OPINION: ‘Mis Crismes’ — A Borderlands Tradition — Is Community Medicine

There are winter mornings in Northern New Mexico and Southern Colorado that feel stitched into memory — mornings when the sky was still dark, the earth was quiet, and children’s voices rose through the cold air like a prayer:

“¡Mis Crismes!”

Before the holidays became curated and commercialized, our communities held a quieter, humbler practice. Children, wrapped in whatever warmth their families could gather, walked from house to house with flour sacks in hand. They knocked on neighbors’ doors with the simple hope that someone would open, smile, and say pásale, corazón.

And they did open — with generosity that defied scarcity.

An orange.

A handful of piñón.

A warm bizcochito.

A single peppermint saved for the occasion.

These offerings were small, but their meaning was profound. They were not gifts of wealth but gifts of recognition — the oldest medicine our ancestors knew. In those moments, children received something no store-bought present can give: a sense of belonging not to one household, but to an entire community.

Journalist Jeremy Jojola, in his series Cuentos y Corazón, recently lifted this memory back into public view. In an Instagram reel, he describes Mis Crismes as “a village effort to make sure every child felt joy when families had little.”

I offer these reflections with deep respect for the elders and families who kept this practice alive. Naming its cultural and structural roots is not critique — it is recognition of its brilliance.

A Tradition Rooted in Relational Care
My mother, Alice Archuleta y Chavez, now 84, grew up practicing Mis Crismes in Pagosa Springs. When she remembers those mornings, her voice softens:

“It wasn’t about the treat. Era que every door opened to us. Even people with very little still shared. That made us feel like we belonged.”

[Referring expression data]
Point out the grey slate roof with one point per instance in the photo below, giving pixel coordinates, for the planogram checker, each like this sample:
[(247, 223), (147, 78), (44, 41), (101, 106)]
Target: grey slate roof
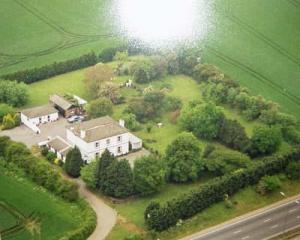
[(97, 129), (61, 102), (39, 111), (58, 144)]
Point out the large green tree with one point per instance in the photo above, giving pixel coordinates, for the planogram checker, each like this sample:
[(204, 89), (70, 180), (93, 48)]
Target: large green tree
[(183, 158), (204, 120), (73, 162), (149, 175)]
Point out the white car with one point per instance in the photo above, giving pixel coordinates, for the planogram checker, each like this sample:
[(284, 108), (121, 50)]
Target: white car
[(75, 118)]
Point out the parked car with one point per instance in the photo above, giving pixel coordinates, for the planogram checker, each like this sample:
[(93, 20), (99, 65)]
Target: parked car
[(75, 118)]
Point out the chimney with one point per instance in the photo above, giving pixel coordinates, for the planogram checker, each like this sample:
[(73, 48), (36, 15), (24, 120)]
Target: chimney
[(82, 133), (122, 123)]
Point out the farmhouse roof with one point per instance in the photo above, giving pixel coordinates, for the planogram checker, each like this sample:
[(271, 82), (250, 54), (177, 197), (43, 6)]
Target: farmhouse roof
[(59, 144), (97, 129), (60, 102), (39, 111)]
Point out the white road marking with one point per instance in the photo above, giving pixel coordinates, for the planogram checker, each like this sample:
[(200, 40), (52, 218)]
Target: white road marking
[(293, 210), (267, 220), (274, 226), (243, 238)]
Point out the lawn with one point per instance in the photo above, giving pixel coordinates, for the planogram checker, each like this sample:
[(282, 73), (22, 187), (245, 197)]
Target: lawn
[(53, 217)]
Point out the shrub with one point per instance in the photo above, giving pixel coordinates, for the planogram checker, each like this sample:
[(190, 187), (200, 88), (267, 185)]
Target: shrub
[(293, 170), (265, 140), (149, 175), (160, 218), (268, 184), (73, 162), (183, 158), (47, 71)]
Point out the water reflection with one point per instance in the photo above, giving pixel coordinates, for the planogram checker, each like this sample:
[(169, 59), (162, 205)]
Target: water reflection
[(161, 22)]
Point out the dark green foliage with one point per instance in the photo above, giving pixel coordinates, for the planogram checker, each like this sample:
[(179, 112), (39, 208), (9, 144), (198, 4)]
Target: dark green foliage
[(37, 170), (265, 140), (204, 120), (233, 135), (13, 93), (223, 161), (119, 182), (100, 107), (149, 175), (183, 158), (186, 206), (5, 109), (293, 170), (73, 162), (47, 71), (268, 184)]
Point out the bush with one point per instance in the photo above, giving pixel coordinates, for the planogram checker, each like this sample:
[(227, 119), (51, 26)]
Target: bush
[(160, 218), (73, 162), (293, 170), (265, 140), (149, 175), (183, 158), (47, 71), (268, 184)]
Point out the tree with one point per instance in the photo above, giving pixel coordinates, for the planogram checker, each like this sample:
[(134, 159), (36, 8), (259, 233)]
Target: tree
[(183, 158), (119, 182), (268, 184), (101, 169), (88, 174), (95, 77), (222, 161), (130, 122), (293, 170), (204, 120), (265, 140), (100, 107), (5, 109), (73, 162), (13, 93), (233, 135), (149, 175)]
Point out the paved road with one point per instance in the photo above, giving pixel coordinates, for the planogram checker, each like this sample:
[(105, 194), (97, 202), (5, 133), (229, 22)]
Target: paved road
[(257, 227)]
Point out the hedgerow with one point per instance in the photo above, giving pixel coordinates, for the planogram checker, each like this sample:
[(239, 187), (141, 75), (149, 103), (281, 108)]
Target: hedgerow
[(160, 218)]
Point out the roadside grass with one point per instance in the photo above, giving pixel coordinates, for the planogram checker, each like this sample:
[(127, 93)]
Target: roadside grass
[(55, 217), (245, 201)]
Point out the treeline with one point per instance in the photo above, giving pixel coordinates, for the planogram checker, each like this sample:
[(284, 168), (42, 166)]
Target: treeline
[(41, 172), (160, 218)]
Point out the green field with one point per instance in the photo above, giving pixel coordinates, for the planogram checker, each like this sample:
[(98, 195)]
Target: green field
[(23, 202), (255, 42)]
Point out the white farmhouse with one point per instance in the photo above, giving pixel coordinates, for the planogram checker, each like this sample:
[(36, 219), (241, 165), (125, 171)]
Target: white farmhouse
[(33, 117), (94, 136)]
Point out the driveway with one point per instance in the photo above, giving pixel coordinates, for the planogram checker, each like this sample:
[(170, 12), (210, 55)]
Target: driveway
[(30, 138)]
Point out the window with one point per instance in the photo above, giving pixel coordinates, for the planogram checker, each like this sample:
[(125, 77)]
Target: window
[(119, 150)]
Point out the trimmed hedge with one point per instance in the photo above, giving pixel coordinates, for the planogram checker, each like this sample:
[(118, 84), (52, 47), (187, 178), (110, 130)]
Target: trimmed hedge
[(56, 68), (88, 225), (37, 169), (160, 218)]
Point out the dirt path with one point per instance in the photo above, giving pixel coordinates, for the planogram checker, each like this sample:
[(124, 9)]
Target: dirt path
[(106, 216)]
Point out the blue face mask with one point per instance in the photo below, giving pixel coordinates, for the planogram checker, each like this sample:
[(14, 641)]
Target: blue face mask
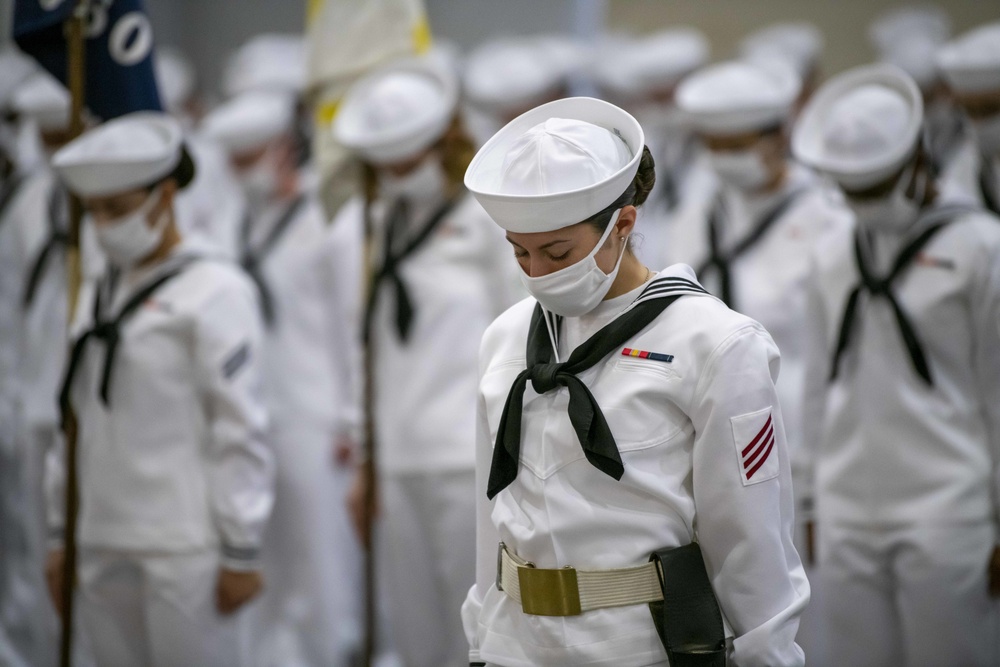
[(579, 288)]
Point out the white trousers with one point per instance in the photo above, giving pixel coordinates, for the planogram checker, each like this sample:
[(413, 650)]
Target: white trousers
[(25, 609), (910, 595), (311, 606), (812, 636), (157, 611), (427, 563)]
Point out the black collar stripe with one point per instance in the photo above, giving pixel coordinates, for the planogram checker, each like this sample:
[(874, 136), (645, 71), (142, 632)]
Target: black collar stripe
[(586, 417)]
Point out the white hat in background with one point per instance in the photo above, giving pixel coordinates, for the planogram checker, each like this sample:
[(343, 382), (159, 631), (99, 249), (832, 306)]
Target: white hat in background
[(127, 153), (739, 96), (798, 43), (175, 77), (397, 111), (636, 66), (916, 57), (509, 74), (922, 22), (556, 165), (43, 99), (250, 120), (861, 127), (269, 62), (971, 63), (908, 37), (15, 69)]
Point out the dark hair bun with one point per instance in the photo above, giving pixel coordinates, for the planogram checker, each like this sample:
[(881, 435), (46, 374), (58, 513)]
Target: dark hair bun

• _Task list_
a) Summarize the opinion piece about Mis Crismes in two sentences.
b) According to the opinion piece about Mis Crismes, why did such small offerings carry profound meaning for the children?

• _Answers to the exercise_
a) Mis Crismes was a winter practice in Northern New Mexico and Southern Colorado in which children went house to house with flour sacks, calling "¡Mis Crismes!" and receiving small offerings such as an orange, piñón, a bizcochito, or a peppermint. These modest gifts gave children a sense of belonging to an entire community, a memory recently brought back into public view by journalist Jeremy Jojola and recalled by the writer's mother, Alice Archuleta y Chavez.

b) They were gifts of recognition rather than wealth, which the piece calls the oldest medicine the ancestors knew. Through them, children felt they belonged not to one household but to an entire community, since, as the writer's mother recalls, every door opened and even people with very little still shared.